(Named region outline items)
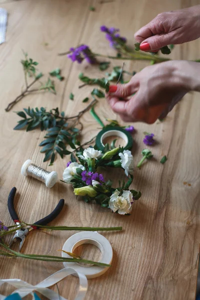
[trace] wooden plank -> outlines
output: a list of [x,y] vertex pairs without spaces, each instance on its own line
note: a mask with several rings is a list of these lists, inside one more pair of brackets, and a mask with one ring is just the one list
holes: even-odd
[[[66,206],[54,224],[123,226],[122,232],[104,234],[113,247],[112,267],[103,276],[88,280],[86,299],[194,299],[200,240],[199,94],[188,94],[162,122],[134,125],[136,132],[132,152],[136,166],[144,148],[142,132],[154,132],[158,142],[152,148],[155,160],[145,164],[141,170],[136,170],[132,186],[141,190],[142,197],[134,204],[130,216],[111,214],[108,210],[97,205],[77,200],[70,187],[62,182],[48,190],[43,184],[19,175],[24,161],[31,158],[48,170],[57,171],[61,178],[68,160],[58,158],[54,167],[42,164],[44,156],[40,153],[38,144],[44,132],[38,130],[14,132],[12,128],[18,118],[12,112],[4,112],[4,108],[20,92],[24,84],[19,63],[22,48],[40,62],[41,70],[47,73],[60,67],[66,80],[56,82],[56,96],[27,96],[13,110],[28,106],[44,106],[48,109],[58,106],[68,114],[74,115],[86,107],[82,100],[91,90],[90,87],[78,88],[78,74],[84,72],[92,77],[100,74],[102,76],[102,73],[85,63],[72,64],[66,57],[58,56],[58,52],[82,42],[89,44],[94,52],[114,54],[104,34],[100,32],[101,25],[120,28],[122,34],[132,45],[134,33],[158,13],[194,5],[198,0],[102,2],[94,2],[95,12],[89,10],[92,4],[89,0],[27,0],[1,4],[10,14],[6,42],[1,45],[0,52],[0,82],[3,87],[0,95],[0,220],[12,224],[6,201],[14,186],[19,193],[16,198],[16,210],[21,219],[28,222],[46,215],[59,199],[64,198]],[[200,48],[199,41],[176,46],[172,58],[198,58]],[[113,61],[112,64],[119,65],[119,62]],[[126,62],[126,69],[138,72],[147,64],[138,62]],[[73,102],[68,99],[70,92],[75,95]],[[104,100],[100,100],[96,110],[104,122],[106,118],[116,118]],[[82,122],[84,125],[82,140],[86,141],[96,134],[98,125],[89,113],[84,116]],[[165,154],[168,159],[162,165],[159,161]],[[119,177],[125,178],[120,170],[109,170],[104,174],[112,178],[116,184]],[[191,186],[184,184],[184,182]],[[56,255],[56,250],[74,233],[32,232],[23,252]],[[98,260],[99,253],[90,247],[88,254],[88,248],[87,252],[84,248],[82,255]],[[62,268],[61,264],[2,258],[0,266],[0,278],[20,278],[33,284]],[[60,294],[70,300],[74,298],[78,280],[70,276],[68,284],[62,282],[58,288]],[[10,292],[12,289],[5,286],[0,292]],[[56,291],[56,287],[54,290]]]

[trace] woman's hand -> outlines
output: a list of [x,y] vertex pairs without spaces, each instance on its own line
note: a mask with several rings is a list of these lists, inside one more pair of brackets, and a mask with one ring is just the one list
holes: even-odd
[[128,84],[110,86],[106,98],[123,120],[152,124],[164,118],[186,92],[200,92],[200,78],[198,62],[166,62],[144,68]]
[[200,37],[200,5],[160,14],[134,34],[141,50],[156,51]]

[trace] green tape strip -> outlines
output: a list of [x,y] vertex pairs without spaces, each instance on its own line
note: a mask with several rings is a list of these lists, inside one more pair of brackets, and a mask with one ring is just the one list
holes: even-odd
[[126,130],[121,127],[110,126],[106,127],[100,130],[96,138],[96,145],[98,149],[102,151],[104,145],[103,140],[108,136],[117,136],[122,138],[126,143],[126,146],[124,147],[124,149],[130,150],[132,146],[133,140],[132,135]]

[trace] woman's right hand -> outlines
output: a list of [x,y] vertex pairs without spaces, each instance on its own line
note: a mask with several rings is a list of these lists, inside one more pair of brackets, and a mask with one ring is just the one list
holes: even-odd
[[200,37],[200,5],[162,12],[134,34],[143,51],[156,51]]

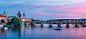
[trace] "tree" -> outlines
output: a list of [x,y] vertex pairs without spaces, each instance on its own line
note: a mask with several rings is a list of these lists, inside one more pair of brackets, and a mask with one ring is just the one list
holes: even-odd
[[14,24],[14,26],[20,26],[20,19],[15,16],[11,19],[11,23]]
[[2,22],[2,23],[5,23],[5,20],[1,19],[1,22]]

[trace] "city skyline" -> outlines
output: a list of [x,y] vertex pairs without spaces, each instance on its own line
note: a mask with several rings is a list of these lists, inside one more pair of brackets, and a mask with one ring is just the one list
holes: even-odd
[[39,20],[58,18],[85,18],[85,0],[0,0],[0,14],[4,10],[8,16],[25,12],[27,18]]

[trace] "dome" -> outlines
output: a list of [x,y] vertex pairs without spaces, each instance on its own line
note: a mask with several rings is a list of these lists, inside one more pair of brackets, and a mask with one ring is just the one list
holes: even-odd
[[4,11],[4,12],[3,12],[3,15],[7,15],[7,13]]

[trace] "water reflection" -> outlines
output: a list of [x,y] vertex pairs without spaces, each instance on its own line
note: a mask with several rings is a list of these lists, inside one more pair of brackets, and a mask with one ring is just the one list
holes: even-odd
[[86,38],[86,27],[74,27],[74,25],[70,25],[66,27],[66,25],[62,25],[60,28],[62,30],[54,30],[58,28],[58,26],[52,25],[52,27],[44,25],[44,27],[30,27],[24,26],[8,28],[5,30],[4,28],[0,28],[0,39],[79,39]]

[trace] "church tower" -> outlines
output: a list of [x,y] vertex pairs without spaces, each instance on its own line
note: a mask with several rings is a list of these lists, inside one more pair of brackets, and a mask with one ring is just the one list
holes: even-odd
[[3,16],[6,16],[7,17],[7,13],[5,11],[3,12]]
[[23,13],[23,19],[25,19],[25,13]]

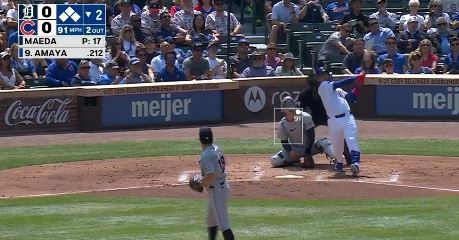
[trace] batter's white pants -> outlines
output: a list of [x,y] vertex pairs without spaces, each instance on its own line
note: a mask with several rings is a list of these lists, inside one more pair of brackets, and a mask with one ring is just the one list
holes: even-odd
[[357,124],[354,116],[346,113],[344,117],[335,118],[330,116],[328,119],[328,131],[332,143],[333,155],[338,162],[344,163],[344,141],[346,140],[349,152],[360,152]]

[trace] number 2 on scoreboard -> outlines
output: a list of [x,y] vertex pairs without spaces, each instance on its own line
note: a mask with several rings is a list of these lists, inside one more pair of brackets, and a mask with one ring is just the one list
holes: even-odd
[[104,56],[104,51],[101,49],[98,50],[89,50],[89,57],[103,57]]
[[97,21],[102,21],[102,10],[100,10],[100,9],[97,10],[96,14],[97,14],[96,20]]

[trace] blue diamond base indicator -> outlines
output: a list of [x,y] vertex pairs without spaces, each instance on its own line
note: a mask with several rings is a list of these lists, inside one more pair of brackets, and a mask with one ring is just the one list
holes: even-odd
[[82,25],[84,19],[83,5],[68,4],[57,5],[57,24]]

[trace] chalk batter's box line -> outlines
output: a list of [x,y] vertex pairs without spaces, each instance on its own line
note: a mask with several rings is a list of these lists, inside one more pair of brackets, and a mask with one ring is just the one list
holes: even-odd
[[[282,144],[281,142],[277,142],[277,134],[276,134],[276,127],[278,126],[277,124],[279,123],[276,119],[276,111],[277,110],[280,110],[280,112],[282,112],[282,110],[300,110],[303,112],[303,108],[274,108],[273,111],[274,111],[274,119],[273,119],[273,142],[274,144]],[[303,133],[303,116],[301,116],[301,133]],[[290,144],[293,144],[293,145],[303,145],[304,144],[304,134],[301,134],[301,143],[290,143]]]

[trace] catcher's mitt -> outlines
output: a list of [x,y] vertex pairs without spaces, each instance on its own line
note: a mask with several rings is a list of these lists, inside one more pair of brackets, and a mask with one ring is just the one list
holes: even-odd
[[204,190],[204,187],[202,186],[202,177],[200,174],[192,174],[190,176],[190,181],[188,182],[190,185],[190,188],[194,191],[197,192],[202,192]]

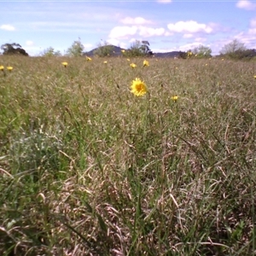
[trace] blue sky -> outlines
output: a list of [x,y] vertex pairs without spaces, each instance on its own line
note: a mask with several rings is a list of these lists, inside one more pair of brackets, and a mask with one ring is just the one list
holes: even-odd
[[256,49],[256,2],[0,0],[1,45],[63,54],[79,38],[85,51],[104,41],[128,49],[147,40],[154,52],[205,45],[218,55],[235,38]]

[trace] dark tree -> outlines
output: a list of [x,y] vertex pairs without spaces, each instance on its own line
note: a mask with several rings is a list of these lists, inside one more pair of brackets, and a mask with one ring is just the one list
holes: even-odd
[[3,55],[22,55],[28,56],[28,54],[21,48],[21,45],[16,43],[4,44],[1,45],[1,49],[3,50]]

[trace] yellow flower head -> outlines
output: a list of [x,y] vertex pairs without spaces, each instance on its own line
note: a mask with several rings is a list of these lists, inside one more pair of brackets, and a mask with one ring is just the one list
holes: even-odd
[[142,96],[147,93],[147,85],[140,79],[136,78],[135,80],[132,81],[131,86],[131,92],[133,93],[135,96]]
[[176,96],[172,96],[171,99],[172,99],[173,102],[176,102],[177,100],[177,96],[176,95]]
[[149,63],[148,61],[144,60],[143,61],[143,67],[148,67],[149,66]]

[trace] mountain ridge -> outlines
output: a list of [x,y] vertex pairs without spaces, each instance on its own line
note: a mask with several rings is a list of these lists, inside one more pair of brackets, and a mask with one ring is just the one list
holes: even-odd
[[[121,48],[119,46],[110,44],[110,46],[113,47],[113,56],[119,56],[122,55],[122,50],[127,50],[126,49]],[[100,46],[104,47],[104,46]],[[94,51],[97,50],[100,47],[96,47],[90,51],[84,52],[84,55],[86,55],[88,57],[91,57],[94,55]],[[158,58],[174,58],[178,56],[179,53],[181,51],[168,51],[168,52],[160,52],[160,53],[154,53],[154,56]]]

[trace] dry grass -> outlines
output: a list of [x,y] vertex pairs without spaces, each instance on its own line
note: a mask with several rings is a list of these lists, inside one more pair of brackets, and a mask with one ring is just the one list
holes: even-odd
[[256,63],[103,61],[0,56],[0,254],[255,254]]

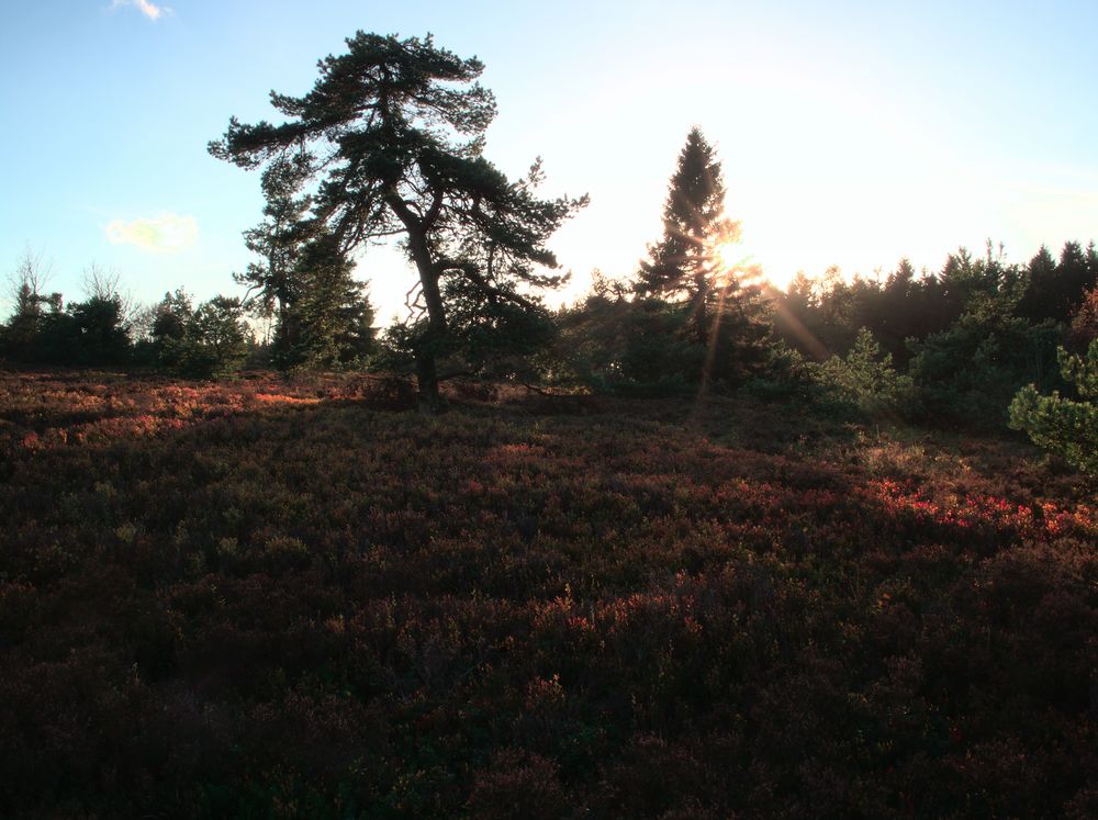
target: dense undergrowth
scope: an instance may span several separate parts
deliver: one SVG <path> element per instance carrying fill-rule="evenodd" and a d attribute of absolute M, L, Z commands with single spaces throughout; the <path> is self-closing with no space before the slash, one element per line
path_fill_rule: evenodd
<path fill-rule="evenodd" d="M 0 373 L 0 813 L 1098 816 L 1098 504 L 751 398 Z"/>

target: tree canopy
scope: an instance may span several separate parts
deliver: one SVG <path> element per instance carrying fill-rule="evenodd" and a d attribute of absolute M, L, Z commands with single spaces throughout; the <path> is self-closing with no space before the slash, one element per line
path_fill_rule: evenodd
<path fill-rule="evenodd" d="M 320 77 L 303 97 L 271 92 L 285 122 L 233 117 L 210 150 L 243 168 L 292 161 L 283 198 L 292 200 L 288 189 L 315 186 L 307 213 L 283 231 L 291 243 L 329 234 L 350 254 L 400 237 L 418 273 L 408 305 L 422 319 L 414 334 L 419 403 L 436 412 L 436 362 L 451 342 L 446 282 L 460 281 L 488 307 L 534 307 L 515 285 L 562 281 L 542 270 L 557 267 L 546 241 L 586 198 L 540 199 L 534 192 L 540 160 L 512 182 L 483 157 L 496 105 L 477 82 L 483 70 L 477 58 L 439 48 L 430 35 L 358 32 L 347 47 L 320 61 Z"/>

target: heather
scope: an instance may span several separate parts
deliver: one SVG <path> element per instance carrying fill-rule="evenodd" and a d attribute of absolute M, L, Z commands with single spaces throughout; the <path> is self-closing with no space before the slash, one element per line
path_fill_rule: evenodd
<path fill-rule="evenodd" d="M 1091 817 L 1098 504 L 741 393 L 0 373 L 12 817 Z"/>

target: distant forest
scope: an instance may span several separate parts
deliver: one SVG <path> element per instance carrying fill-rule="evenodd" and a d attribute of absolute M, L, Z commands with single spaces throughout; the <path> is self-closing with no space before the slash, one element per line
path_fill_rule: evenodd
<path fill-rule="evenodd" d="M 256 261 L 234 276 L 243 299 L 195 305 L 180 288 L 138 306 L 92 270 L 83 301 L 66 303 L 44 292 L 29 254 L 0 356 L 193 378 L 270 367 L 414 374 L 427 413 L 444 407 L 439 383 L 467 377 L 630 395 L 750 390 L 933 426 L 1098 435 L 1086 401 L 1098 369 L 1093 241 L 1058 257 L 1042 247 L 1026 265 L 988 241 L 939 271 L 901 260 L 847 281 L 831 269 L 778 292 L 737 259 L 720 161 L 695 127 L 647 257 L 626 276 L 596 271 L 585 299 L 553 311 L 542 294 L 563 278 L 546 241 L 586 198 L 540 199 L 540 161 L 512 181 L 484 158 L 495 102 L 475 82 L 478 60 L 429 36 L 359 32 L 347 44 L 322 60 L 310 93 L 272 96 L 285 123 L 234 117 L 210 144 L 219 159 L 262 169 L 264 216 L 244 237 Z M 418 280 L 407 321 L 378 334 L 354 259 L 389 237 Z M 267 328 L 260 338 L 256 327 Z"/>

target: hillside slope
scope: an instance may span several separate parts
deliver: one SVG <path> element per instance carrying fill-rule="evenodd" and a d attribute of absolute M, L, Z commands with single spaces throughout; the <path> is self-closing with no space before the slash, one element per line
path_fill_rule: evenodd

What you need to do: Can you give the lines of the items from the one containing "target: hillside slope" through the last line of the items, both ends included, as a JSON list of strings with one string per line and blank lines left out?

Answer for the task:
[
  "target: hillside slope",
  "scope: an instance may span several separate parts",
  "deliver: one SVG <path> element per instance carrying fill-rule=\"evenodd\" and a d attribute of absolute M, L, Z commands with single spaces throughout; the <path> is self-closing with no space before the slash, one element per line",
  "path_fill_rule: evenodd"
]